WHAT TO DO:
Write out, exactly as they stand, the line containing "Every instance of the tower crane cable" and all subsequent lines up to and including the final line of the records.

RECORDS FOR THE EXERCISE:
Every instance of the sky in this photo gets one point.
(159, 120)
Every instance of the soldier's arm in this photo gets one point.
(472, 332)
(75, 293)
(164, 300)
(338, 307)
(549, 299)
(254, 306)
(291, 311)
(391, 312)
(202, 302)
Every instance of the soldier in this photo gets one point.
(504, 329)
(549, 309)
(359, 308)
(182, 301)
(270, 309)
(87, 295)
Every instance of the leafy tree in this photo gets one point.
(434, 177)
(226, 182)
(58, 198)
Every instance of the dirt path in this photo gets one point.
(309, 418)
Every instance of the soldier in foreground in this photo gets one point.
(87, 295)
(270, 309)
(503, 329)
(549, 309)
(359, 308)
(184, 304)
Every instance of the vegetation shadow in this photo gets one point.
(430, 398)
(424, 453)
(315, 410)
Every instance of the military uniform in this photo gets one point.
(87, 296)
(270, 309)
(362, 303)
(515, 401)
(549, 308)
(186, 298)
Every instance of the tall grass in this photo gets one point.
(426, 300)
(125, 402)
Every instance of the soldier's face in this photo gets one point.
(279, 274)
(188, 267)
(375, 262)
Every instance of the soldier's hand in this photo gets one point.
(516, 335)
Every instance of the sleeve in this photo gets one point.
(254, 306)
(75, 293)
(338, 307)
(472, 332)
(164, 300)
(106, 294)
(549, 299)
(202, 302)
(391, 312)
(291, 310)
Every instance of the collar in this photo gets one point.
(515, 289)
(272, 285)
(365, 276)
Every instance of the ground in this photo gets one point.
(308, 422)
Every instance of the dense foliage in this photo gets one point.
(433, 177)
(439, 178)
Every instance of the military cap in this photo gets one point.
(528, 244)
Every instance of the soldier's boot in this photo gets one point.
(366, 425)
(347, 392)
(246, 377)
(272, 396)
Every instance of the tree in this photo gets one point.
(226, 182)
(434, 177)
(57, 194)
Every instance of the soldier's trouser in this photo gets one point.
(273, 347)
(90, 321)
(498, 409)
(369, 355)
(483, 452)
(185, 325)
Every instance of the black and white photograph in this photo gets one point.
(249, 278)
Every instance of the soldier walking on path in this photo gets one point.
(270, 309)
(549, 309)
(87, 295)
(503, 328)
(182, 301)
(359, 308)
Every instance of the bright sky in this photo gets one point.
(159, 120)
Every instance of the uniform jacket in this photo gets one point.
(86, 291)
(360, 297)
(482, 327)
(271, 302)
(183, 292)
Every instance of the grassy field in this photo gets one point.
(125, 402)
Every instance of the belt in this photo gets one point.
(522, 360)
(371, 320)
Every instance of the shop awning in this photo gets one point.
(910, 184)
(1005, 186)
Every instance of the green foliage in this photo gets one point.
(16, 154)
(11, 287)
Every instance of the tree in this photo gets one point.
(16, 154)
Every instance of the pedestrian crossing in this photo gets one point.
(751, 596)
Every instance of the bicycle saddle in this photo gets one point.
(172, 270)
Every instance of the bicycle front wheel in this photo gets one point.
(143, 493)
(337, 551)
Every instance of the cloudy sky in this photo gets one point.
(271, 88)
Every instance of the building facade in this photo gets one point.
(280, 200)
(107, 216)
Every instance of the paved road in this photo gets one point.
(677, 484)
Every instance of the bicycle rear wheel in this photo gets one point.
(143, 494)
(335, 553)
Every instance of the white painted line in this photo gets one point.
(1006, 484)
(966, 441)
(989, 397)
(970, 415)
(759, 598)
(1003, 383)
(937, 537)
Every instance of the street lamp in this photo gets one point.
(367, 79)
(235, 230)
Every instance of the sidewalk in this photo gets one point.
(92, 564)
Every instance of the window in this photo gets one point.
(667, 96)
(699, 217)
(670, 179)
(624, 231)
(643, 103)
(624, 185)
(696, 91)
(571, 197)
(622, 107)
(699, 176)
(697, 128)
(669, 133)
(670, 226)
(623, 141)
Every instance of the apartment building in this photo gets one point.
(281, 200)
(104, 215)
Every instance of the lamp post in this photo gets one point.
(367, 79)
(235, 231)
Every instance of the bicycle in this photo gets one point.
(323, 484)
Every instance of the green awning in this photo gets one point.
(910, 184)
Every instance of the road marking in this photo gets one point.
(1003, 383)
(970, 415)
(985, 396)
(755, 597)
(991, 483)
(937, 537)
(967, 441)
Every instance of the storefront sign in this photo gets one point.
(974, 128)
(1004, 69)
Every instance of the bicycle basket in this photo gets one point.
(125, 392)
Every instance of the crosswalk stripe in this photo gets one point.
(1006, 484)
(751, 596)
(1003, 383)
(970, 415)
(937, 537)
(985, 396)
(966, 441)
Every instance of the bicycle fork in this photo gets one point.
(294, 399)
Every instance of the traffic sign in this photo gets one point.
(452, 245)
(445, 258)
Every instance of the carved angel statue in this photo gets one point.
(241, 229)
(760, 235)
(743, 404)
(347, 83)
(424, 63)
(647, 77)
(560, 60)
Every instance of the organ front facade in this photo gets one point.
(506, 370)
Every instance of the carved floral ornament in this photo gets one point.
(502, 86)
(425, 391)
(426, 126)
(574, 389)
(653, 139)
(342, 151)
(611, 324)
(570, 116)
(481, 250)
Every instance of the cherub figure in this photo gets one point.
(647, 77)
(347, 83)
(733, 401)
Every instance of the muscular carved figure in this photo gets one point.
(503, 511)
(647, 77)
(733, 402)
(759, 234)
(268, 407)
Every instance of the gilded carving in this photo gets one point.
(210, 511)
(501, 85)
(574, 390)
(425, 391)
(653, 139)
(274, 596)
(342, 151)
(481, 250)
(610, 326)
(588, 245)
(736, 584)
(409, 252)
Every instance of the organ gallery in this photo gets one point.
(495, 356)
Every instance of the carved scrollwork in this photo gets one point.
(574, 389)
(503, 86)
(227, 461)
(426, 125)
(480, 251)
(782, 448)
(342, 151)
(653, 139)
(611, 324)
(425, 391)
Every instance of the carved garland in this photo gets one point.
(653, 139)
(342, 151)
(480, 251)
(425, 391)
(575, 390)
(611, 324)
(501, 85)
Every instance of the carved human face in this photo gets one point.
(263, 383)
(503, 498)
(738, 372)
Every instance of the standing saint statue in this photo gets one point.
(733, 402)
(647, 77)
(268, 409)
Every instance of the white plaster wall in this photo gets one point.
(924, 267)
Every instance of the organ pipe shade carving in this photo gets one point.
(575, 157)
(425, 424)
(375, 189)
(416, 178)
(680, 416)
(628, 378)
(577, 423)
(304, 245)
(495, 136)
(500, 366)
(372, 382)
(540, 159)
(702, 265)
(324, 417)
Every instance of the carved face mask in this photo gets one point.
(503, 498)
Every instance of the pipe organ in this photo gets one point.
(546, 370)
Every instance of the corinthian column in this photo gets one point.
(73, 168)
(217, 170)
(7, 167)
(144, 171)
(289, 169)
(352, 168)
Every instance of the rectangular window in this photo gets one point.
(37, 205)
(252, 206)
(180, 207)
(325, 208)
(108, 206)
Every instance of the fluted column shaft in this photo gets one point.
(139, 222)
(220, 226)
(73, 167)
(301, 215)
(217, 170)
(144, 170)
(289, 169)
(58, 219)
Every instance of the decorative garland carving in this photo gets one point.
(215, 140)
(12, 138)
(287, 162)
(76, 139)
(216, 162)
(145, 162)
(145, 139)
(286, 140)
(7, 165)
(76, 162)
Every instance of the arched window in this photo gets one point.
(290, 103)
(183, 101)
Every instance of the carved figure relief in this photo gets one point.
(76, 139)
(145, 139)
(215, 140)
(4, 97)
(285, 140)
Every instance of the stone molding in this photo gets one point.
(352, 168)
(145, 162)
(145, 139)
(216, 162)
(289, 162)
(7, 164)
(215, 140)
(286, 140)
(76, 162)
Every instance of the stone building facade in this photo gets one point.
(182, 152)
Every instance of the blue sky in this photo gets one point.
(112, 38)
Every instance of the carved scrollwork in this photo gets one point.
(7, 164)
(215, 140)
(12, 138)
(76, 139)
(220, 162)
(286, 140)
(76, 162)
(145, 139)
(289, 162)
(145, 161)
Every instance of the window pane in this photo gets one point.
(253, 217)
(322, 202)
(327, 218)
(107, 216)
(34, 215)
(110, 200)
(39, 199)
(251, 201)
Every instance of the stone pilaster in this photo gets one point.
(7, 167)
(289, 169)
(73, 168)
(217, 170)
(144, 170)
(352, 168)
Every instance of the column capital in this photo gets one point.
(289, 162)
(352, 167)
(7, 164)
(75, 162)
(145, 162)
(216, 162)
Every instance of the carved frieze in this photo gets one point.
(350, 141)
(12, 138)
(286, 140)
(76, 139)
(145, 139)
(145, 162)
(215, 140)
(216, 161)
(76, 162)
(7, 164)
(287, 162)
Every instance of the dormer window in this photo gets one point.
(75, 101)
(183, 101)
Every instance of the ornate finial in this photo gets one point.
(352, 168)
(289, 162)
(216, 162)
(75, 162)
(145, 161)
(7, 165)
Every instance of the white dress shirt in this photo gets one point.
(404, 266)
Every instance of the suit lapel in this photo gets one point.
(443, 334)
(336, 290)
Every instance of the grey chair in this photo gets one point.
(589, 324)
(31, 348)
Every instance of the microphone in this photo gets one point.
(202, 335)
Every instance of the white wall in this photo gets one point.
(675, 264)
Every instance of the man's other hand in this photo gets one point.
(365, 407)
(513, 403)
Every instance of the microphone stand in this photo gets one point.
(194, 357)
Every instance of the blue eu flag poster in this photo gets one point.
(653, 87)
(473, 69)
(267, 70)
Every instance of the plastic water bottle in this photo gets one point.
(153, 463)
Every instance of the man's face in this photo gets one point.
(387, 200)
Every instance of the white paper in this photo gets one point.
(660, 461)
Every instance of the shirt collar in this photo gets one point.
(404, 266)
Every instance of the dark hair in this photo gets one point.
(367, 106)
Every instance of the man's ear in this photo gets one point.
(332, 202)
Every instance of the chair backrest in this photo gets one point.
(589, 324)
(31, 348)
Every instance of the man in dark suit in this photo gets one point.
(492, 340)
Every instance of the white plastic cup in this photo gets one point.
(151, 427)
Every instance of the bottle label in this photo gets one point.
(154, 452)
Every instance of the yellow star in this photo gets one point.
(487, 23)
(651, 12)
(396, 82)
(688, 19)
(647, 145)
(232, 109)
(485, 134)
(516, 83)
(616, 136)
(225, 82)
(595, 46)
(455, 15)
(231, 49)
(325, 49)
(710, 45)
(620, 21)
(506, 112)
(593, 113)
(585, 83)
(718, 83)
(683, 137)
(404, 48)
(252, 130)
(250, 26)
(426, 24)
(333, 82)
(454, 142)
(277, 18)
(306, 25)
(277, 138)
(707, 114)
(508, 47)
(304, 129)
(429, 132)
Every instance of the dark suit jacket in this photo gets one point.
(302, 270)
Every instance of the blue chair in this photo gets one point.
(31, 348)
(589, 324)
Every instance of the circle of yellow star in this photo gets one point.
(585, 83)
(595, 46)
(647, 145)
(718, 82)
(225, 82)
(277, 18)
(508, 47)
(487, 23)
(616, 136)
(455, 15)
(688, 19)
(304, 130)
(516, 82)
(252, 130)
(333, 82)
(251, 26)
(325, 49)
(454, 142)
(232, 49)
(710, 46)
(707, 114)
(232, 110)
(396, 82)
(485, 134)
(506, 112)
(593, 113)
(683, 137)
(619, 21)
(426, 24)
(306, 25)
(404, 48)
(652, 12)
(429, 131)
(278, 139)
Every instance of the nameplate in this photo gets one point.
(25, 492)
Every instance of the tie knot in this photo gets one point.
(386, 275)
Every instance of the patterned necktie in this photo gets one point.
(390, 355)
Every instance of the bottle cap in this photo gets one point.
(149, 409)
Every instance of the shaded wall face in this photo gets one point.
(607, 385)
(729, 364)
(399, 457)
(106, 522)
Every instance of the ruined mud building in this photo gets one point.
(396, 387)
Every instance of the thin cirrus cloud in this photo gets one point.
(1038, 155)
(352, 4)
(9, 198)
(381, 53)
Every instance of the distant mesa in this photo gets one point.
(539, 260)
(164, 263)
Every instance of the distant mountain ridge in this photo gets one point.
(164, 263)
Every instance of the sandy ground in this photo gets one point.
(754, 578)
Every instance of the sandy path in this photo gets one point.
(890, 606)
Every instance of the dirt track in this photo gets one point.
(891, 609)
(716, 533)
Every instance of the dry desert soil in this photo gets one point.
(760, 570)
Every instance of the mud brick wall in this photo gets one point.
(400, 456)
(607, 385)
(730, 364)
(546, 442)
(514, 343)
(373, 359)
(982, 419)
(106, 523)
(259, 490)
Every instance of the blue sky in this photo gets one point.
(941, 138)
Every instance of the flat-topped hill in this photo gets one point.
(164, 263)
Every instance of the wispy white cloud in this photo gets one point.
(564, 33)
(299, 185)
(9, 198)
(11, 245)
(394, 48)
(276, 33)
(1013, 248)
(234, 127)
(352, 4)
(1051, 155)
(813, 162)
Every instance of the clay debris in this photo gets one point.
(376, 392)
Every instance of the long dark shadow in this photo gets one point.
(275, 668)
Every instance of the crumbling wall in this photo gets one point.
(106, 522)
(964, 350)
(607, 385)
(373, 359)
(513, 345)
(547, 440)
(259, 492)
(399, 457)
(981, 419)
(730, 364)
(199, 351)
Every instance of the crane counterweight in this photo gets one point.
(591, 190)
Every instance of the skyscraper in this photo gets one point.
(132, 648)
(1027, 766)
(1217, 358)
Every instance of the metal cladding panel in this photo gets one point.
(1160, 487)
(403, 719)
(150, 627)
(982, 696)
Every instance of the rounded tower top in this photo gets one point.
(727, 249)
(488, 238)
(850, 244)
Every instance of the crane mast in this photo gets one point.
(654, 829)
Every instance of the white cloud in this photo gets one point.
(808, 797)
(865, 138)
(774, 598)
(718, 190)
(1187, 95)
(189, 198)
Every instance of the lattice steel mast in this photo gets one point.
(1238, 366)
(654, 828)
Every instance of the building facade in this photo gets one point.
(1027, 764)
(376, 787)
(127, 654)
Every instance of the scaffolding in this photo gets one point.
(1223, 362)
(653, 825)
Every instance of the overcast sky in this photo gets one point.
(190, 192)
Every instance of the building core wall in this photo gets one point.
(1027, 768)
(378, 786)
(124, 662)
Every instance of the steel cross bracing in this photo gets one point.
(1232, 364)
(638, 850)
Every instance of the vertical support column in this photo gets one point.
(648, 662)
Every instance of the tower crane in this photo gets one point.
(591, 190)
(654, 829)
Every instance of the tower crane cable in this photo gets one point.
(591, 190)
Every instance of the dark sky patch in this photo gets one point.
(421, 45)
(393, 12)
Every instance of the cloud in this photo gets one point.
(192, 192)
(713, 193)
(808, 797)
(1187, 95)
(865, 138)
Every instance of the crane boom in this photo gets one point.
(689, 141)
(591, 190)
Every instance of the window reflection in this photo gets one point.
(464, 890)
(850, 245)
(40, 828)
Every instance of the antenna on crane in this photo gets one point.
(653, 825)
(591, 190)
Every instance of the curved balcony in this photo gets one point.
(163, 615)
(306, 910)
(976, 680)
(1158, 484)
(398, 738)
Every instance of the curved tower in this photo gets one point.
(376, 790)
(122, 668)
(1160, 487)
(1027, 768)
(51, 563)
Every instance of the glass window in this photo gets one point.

EXERCISE ANSWER:
Every instance of the tower crane cable in this photo gets one point.
(591, 190)
Every instance of the dark sky patch in this photo gets one point.
(421, 45)
(393, 12)
Every instance of the cloud in this photo gets one point.
(192, 192)
(713, 193)
(808, 797)
(1187, 95)
(865, 138)
Every instance of the crane boom in this photo gets one point.
(689, 141)
(591, 190)
Every instance of the window reflection in this photo gets one point.
(464, 890)
(850, 245)
(40, 828)
Every instance of the antenna on crane in this photo gets one point.
(653, 825)
(591, 190)
Every instance of the curved balcony in this photo gets one point.
(163, 615)
(306, 910)
(976, 680)
(1158, 484)
(398, 738)
Every instance of the curved tower in this photo gets one point.
(376, 790)
(122, 668)
(1160, 487)
(1027, 768)
(51, 563)
Every instance of the glass window in this photo gets one point.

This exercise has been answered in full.